> TASK DETAILS: Write out each line word for word. Drop pictures.

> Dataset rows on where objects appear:
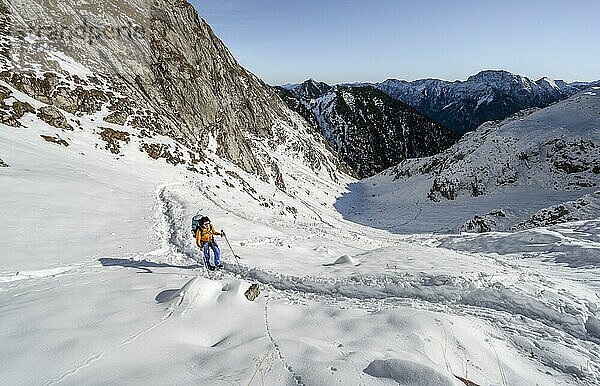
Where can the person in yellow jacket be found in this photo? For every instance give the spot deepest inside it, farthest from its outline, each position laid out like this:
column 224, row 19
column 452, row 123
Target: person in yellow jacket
column 205, row 240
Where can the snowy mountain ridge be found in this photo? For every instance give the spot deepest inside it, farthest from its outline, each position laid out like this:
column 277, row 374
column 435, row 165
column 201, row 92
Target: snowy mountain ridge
column 160, row 69
column 486, row 96
column 109, row 148
column 368, row 129
column 500, row 174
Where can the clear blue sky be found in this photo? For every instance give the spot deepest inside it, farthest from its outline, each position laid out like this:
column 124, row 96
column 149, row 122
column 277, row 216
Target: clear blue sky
column 337, row 41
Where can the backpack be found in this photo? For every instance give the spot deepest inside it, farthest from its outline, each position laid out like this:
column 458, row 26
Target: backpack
column 197, row 220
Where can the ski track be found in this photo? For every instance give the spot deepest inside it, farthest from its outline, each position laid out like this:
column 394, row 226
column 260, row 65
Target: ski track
column 87, row 362
column 485, row 300
column 297, row 379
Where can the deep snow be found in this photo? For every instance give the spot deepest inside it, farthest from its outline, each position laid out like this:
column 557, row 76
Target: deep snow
column 100, row 283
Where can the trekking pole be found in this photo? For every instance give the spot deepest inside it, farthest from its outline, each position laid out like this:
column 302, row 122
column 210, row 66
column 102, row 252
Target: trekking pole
column 234, row 255
column 205, row 267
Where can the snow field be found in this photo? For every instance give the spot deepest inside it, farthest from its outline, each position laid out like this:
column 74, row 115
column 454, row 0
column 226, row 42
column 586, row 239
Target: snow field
column 100, row 281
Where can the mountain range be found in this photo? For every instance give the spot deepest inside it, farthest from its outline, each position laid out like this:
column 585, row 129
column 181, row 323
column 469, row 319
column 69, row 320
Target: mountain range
column 489, row 95
column 369, row 130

> FINAL RESULT:
Where can the person in yellow jacket be found in this photo? For every instance give the spot deepest inside it, farthest from its outline, each position laid out like this:
column 224, row 19
column 452, row 123
Target: person in yellow jacket
column 205, row 240
Where can the snowy mountain ridge be found in this photo? For every instance give the spot deepest inside it, farthest from its outline, each position laid out like this:
column 277, row 374
column 435, row 165
column 201, row 92
Target: snowy mountain ridge
column 160, row 69
column 486, row 96
column 109, row 148
column 368, row 129
column 500, row 174
Where can the clear blue sky be found in this photo? For every instance give the spot deepest inside it, farthest from its outline, each position laid out like this:
column 124, row 96
column 149, row 122
column 277, row 216
Target: clear blue sky
column 337, row 41
Where can the backpack be found in this photo? For every instance give the spot deepest inside it, farthest from its outline, each position laid out like this:
column 458, row 26
Target: backpack
column 197, row 220
Where can the ski track be found in this photo? For every instance give the spot deepest inside it, farthest from its outline, each position laid out like this:
column 394, row 226
column 260, row 65
Target: ski track
column 87, row 362
column 485, row 300
column 297, row 379
Where can the deep snow be found in this photo? For every instance give the spot deepest inside it, farthest from its outline, each position laid out like this:
column 557, row 76
Target: deep snow
column 100, row 283
Where can the trekking pole be found in this photo? For every instance give the spot deepest inside it, farthest from its outline, each position laid out like this:
column 302, row 122
column 210, row 66
column 102, row 252
Target: trekking pole
column 234, row 255
column 205, row 267
Where can the snow field be found in this photo? For every instance give the spot deepest inside it, farthest from its outline, each position laid out like this:
column 74, row 115
column 454, row 0
column 226, row 42
column 586, row 239
Target: snow field
column 100, row 281
Where can the mountain range be found in this photo? For every instance give the spot deepest inside it, farthest from its outline, each position laid out like this:
column 585, row 129
column 181, row 323
column 469, row 319
column 69, row 320
Target: mountain range
column 489, row 95
column 369, row 130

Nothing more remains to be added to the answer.